## Consegna
Ricopia parola per parola il tratto dell'articolo su Fedez e la post-politica che va da "Ferragnez e la" fino a "trade on line.".

## Brano citato
##########

Ferragnez e la post-politica: populismo commerciale tra temi social e marketing
di Mario Ajello
Fedez non lascia, raddoppia. Gode nel suo ruolo di leader politico. Anzi post politico, anti-politico 2.0, che si sente «più avanti rispetto alla destra e alla sinistra» ma anche riguardo al grillismo al tramonto. In nome di un populismo commerciale tra temi social e quelle che un tempo si chiamavano televendite e ora sono – ci si passi l’eccesso odioso di inglesismi – trade on line.
Il giorno dopo il caos Concertone, il rapper milanese – che volendo potrebbe comprarsi la Rai, come dicono i suoi amici, ma non gli interessa e neppure ha intenzione di fare politica almeno nel senso tradizionale – lancia una nuova sfida: «Voi politici ora decurtate una parte del 2 per mille del vostro introito del partito a favore dei lavoratori dello spettacolo, se ne siete capaci. Se i lavoratori sono ancora sfruttati in questo paese, la responsabilità di chi è? E’ mia? Io e altri amici dello spettacolo abbiamo raccolto 4 milioni di euro per sostenere i lavoratori di questo settore che da oltre un anno sono fermi».
Non vuole fare un altro movimento grillesco Fedez. Ma in politica lui
c’è, a caccia non di elettori bensì di follower, di clienti e di
consumatori. Con questa tecnica: lancio campagne, come quella a favore
del ddl Zan
o per l’aborto o contro il vitalizio a Formigoni o in polemica con la
Regione Lombardia che ritarda la vaccinazione di mia nonna di 90 anni, e
su queste fidelizzo le truppe targate Ferragnez
(35,6 milioni di seguaci) sulla mia griffe e sulle griffe che mi
riguardano, da Amazon (di cui è testimonial) a Nike il cui logo svettava
sul cappellino indossato da Federico nel Concertone e anche nelle
scarpe che indossava sul palco.

##########

## Materiale fornito
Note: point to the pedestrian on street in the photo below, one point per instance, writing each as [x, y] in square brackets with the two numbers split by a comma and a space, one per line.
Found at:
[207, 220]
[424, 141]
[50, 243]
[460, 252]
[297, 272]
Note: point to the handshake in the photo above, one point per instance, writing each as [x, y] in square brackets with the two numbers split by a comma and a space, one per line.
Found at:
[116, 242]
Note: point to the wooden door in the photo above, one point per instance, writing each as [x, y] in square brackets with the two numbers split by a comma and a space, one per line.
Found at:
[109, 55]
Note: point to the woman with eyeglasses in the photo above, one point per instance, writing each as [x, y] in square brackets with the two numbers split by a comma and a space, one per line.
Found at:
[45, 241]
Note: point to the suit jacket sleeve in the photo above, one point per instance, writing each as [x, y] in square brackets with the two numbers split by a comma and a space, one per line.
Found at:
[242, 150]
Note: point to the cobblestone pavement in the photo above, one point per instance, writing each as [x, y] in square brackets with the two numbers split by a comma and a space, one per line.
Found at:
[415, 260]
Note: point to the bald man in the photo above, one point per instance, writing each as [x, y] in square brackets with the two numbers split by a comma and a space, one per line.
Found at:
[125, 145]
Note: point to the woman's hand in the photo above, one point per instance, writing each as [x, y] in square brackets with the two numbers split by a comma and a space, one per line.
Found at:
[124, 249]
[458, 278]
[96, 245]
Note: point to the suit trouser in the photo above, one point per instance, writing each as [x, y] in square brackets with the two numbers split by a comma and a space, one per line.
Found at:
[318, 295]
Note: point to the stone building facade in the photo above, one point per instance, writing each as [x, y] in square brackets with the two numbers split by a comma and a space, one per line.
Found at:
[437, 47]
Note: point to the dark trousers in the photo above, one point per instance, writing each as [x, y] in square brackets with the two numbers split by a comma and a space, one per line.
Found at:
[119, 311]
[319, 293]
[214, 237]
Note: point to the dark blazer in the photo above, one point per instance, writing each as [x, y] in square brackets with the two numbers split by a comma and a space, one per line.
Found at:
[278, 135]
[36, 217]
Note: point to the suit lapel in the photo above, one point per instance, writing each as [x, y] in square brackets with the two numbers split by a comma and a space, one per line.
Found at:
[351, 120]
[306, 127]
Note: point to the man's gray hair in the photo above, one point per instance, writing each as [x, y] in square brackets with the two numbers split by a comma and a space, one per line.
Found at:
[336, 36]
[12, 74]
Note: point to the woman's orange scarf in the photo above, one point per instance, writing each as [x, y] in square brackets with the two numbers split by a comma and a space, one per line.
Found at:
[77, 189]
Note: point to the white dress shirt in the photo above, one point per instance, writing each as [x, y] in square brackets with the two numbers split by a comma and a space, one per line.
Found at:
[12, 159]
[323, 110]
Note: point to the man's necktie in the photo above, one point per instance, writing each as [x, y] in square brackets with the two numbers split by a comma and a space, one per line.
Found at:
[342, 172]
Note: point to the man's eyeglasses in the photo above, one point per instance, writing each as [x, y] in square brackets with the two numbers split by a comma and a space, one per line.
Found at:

##########

## Svolgimento
Ferragnez e la post-politica: populismo commerciale tra temi social e marketing
di Mario Ajello
Fedez non lascia, raddoppia. Gode nel suo ruolo di leader politico. Anzi post politico, anti-politico 2.0, che si sente «più avanti rispetto alla destra e alla sinistra» ma anche riguardo al grillismo al tramonto. In nome di un populismo commerciale tra temi social e quelle che un tempo si chiamavano televendite e ora sono – ci si passi l’eccesso odioso di inglesismi – trade on line.